Text passage
Titus Bramble, though? Last minute equaliser? Titus effing Bramble? This can only be the Devil's work. I see His dreadful handiwork all over it.

Thursday 13 November 2008

UK Recession: Escape Routes Sealed

My paper of choice, the Financial Times, has undertaken a region-by-region prognosis of how old England is faring or liable to fare in this recession of ours. By the by, it serves to remind one of what we actually do for our livings in this country now – or rather, what we soon might not be doing.
This week, 1.82 million British people are officially unemployed. I’m old enough to remember two lurches past the 3 million mark, in 1981 and 1991. But it’s no time for complacency. One David Frost from the Chamber of Commerce recalls what the devastation of the early 1980s claimed on a more or less weekly basis (“It was 4,000 jobs here, 5,000 there”): this because those losses were in manufacturing, where there was so much to be lost. As the Tory economist Ruth Lea said elsewhere today, we don’t do so much of that anymore. The impact this time will be more – how shall I say it? – generously spread around the occupations. Still, you have to worry in particular about the car-makers. As of today even Germany is in recession, even though most people like a Mercedes when they see it. So one can foresee the English making do with whatever is their current ride for a while longer, maybe just giving the old banger a slightly more regular lather-and-vacuum.
London, where I live, ‘has the grimmest prospects of all’ based on its ‘heavy exposure to financial services and to the troubled property market.’ And without a regular diet of property transactions, what do accountants and lawyers and bankers do for their gravy? Clearly London bankers have already stopped buying great swathes of all that flashy shit that they base their lives around, with the inevitable knock-on effect. Meanwhile, Londoners are feeling less enthused – is that possible? – about the 2012 Olympics.

Written task 1
According to the recession post, why does London face the grimmest prospects? Answer in one to three sentences.

Given records

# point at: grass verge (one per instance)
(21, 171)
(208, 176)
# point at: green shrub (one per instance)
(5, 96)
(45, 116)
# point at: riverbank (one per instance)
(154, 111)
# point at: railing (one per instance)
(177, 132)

Written task 2
Reproduce every one of the records above word for word.

Output 1
London has the grimmest prospects because it is heavily exposed to financial services and to the troubled property market.

Output 2
# point at: grass verge (one per instance)
(21, 171)
(208, 176)
# point at: green shrub (one per instance)
(5, 96)
(45, 116)
# point at: riverbank (one per instance)
(154, 111)
# point at: railing (one per instance)
(177, 132)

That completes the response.